_What you are asked to do_
Rewrite the rows from the line containing "negative clicks: (292, 204)" through the end of the rows, substituting "coarse mask" for "rough mask" and leaving everything else as it is. Give back only those lines.

_Working data_
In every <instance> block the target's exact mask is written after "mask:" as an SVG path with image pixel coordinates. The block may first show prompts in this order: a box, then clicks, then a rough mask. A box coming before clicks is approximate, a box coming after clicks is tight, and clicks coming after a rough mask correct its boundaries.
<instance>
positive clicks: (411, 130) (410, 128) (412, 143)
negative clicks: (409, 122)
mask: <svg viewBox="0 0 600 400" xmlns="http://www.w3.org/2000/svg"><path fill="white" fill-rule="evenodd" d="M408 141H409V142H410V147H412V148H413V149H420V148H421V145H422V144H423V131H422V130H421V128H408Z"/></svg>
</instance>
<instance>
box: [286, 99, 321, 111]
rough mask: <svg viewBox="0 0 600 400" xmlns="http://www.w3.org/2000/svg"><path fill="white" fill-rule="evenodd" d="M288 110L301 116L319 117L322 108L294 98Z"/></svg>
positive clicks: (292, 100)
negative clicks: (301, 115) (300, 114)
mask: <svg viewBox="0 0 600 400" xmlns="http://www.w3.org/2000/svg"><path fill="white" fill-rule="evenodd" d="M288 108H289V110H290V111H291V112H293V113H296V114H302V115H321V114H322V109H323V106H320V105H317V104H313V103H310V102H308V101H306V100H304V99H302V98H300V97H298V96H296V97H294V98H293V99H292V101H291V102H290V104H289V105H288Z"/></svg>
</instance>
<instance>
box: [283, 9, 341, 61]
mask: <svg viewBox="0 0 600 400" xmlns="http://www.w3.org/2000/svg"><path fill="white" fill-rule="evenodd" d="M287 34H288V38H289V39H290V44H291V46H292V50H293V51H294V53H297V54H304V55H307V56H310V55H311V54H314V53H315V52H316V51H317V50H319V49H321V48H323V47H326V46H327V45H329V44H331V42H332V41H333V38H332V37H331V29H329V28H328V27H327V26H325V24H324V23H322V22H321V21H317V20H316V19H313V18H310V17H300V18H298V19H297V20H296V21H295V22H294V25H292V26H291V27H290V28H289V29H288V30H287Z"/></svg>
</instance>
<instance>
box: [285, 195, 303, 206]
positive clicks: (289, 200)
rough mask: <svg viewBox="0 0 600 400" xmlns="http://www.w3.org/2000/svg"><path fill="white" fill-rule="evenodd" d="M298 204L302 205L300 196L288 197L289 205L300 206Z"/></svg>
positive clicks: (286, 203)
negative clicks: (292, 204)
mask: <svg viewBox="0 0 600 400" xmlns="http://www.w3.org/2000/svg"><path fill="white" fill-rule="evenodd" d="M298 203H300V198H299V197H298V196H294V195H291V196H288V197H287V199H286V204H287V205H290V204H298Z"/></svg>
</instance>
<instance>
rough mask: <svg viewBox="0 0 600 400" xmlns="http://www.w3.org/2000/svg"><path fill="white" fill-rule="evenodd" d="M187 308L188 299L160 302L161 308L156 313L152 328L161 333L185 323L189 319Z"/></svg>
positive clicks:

_Task solution_
negative clicks: (292, 204)
mask: <svg viewBox="0 0 600 400" xmlns="http://www.w3.org/2000/svg"><path fill="white" fill-rule="evenodd" d="M298 203H300V198H299V197H298V196H294V195H291V196H288V197H287V199H286V204H287V205H290V204H298Z"/></svg>
</instance>
<instance>
coarse mask: <svg viewBox="0 0 600 400" xmlns="http://www.w3.org/2000/svg"><path fill="white" fill-rule="evenodd" d="M187 308L188 299L160 302L161 308L156 313L152 328L161 333L185 323L189 319Z"/></svg>
positive clicks:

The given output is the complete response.